*Exercise brief*:
Copy the complete listing exactly as shown.

(Beginning of Input for this task)

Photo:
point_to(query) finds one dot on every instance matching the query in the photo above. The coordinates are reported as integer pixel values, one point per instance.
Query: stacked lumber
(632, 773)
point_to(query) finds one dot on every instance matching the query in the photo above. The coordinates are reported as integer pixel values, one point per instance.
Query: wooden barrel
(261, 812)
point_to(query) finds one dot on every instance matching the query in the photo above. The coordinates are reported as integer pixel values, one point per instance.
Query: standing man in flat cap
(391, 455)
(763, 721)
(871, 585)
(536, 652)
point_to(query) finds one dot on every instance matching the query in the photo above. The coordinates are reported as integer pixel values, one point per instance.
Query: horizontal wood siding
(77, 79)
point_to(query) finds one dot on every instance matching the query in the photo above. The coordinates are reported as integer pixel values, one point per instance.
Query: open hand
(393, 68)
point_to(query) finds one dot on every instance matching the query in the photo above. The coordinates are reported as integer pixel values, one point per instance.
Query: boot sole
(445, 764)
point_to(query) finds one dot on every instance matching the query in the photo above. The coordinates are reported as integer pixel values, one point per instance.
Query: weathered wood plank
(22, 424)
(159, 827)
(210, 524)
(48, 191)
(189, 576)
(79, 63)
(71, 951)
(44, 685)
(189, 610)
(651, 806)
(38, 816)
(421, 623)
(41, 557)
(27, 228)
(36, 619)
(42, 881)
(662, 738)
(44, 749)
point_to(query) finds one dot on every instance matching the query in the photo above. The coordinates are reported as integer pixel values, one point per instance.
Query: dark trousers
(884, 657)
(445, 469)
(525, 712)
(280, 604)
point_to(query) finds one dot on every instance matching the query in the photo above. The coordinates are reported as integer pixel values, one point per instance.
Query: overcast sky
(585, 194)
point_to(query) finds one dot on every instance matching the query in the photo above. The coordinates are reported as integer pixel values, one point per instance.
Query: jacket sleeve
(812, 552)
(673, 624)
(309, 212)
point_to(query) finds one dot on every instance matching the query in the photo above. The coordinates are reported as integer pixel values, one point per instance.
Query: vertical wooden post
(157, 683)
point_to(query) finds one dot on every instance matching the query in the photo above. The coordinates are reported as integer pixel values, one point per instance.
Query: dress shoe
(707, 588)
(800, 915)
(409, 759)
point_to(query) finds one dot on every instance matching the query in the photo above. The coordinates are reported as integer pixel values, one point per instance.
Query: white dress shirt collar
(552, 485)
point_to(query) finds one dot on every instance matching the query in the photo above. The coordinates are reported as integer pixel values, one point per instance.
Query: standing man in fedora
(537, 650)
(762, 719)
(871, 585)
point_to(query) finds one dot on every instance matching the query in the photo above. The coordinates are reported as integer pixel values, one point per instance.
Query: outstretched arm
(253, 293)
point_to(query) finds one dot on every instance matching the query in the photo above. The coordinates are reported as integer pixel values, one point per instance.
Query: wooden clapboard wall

(End of Input for this task)

*Task solution*:
Photo:
point_to(query) finds one dot on every instance matching the query in the photo above. The coordinates are reported as integer pixel values, one point per instance.
Query: stacked lumber
(632, 773)
point_to(query) finds one dot on every instance matching the query in the photo above. The coordinates are reported as integer pixel values, one point per instance.
Query: wooden barrel
(261, 812)
point_to(query) finds one dot on every instance matching the query in the photo above. The coordinates are reported as integer pixel values, one point per instance.
Query: standing man in flat cap
(391, 455)
(763, 721)
(871, 585)
(536, 652)
point_to(query) finds one dot on every instance matching the query in the photo above. The coordinates are reported as integer pixel values, one point per instance.
Query: horizontal wood siding
(77, 79)
point_to(query) finds one dot on every instance matching the query in the photo above. The coordinates are reported as integer pixel values, one point per instance.
Query: open hand
(393, 68)
point_to(query) finds one dot on every instance matching the query in the photo above. The coordinates are reported as integer pixel values, one point per instance.
Query: boot sole
(445, 764)
point_to(query) finds one dot on every instance matching the query in the photo above. The coordinates are reported as integer pixel values, one point per instance.
Query: weathered wood plank
(22, 424)
(159, 827)
(210, 524)
(48, 191)
(189, 576)
(79, 63)
(71, 951)
(44, 685)
(189, 610)
(651, 806)
(38, 816)
(421, 623)
(41, 557)
(27, 228)
(36, 619)
(42, 881)
(662, 738)
(44, 749)
point_to(query) finds one dot on every instance matching the query in the photo above. The coordinates are reported as integer pixel values, one point per instance.
Query: dark trousers
(884, 657)
(445, 469)
(525, 712)
(280, 604)
point_to(query) finds one dot on every instance matching the query in the photo above. The coordinates are reported as integer pixel values, one point per instance.
Query: overcast sky
(585, 194)
point_to(query) finds one dot on every instance matching the query in the photo above. The coordinates are reported as integer pixel values, one point per instance.
Query: jacket sleeve
(812, 552)
(673, 624)
(309, 212)
point_to(query) finds one dot on every instance matching the query in the photo above. The coordinates are reported as integer pixel values, one point per instance.
Query: vertical wooden post
(157, 683)
point_to(query) finds one dot on every instance matching the query in the photo above. The coordinates are reported as integer pixel values, one point per instance.
Query: dress shoe
(707, 588)
(800, 915)
(409, 759)
point_to(query) finds one dot on every instance matching the query in the photo above. The coordinates are reported as integer pixel values, one point per instance.
Query: white dress shirt collar
(552, 485)
point_to(query) finds one dot on every instance matching the query in the photo above. The coordinates are reported as integer pixel values, one point per instance.
Query: standing man in fedora
(537, 650)
(762, 719)
(871, 585)
point_to(query) finds one dot on every instance matching the query in the photo above. The coordinates are reported as integer pixel values, one point per instance.
Query: outstretched arm
(253, 293)
point_to(query) finds one dot on every instance matching the query in the photo above. The coordinates are reported as integer pixel values, one point per instance.
Query: wooden clapboard wall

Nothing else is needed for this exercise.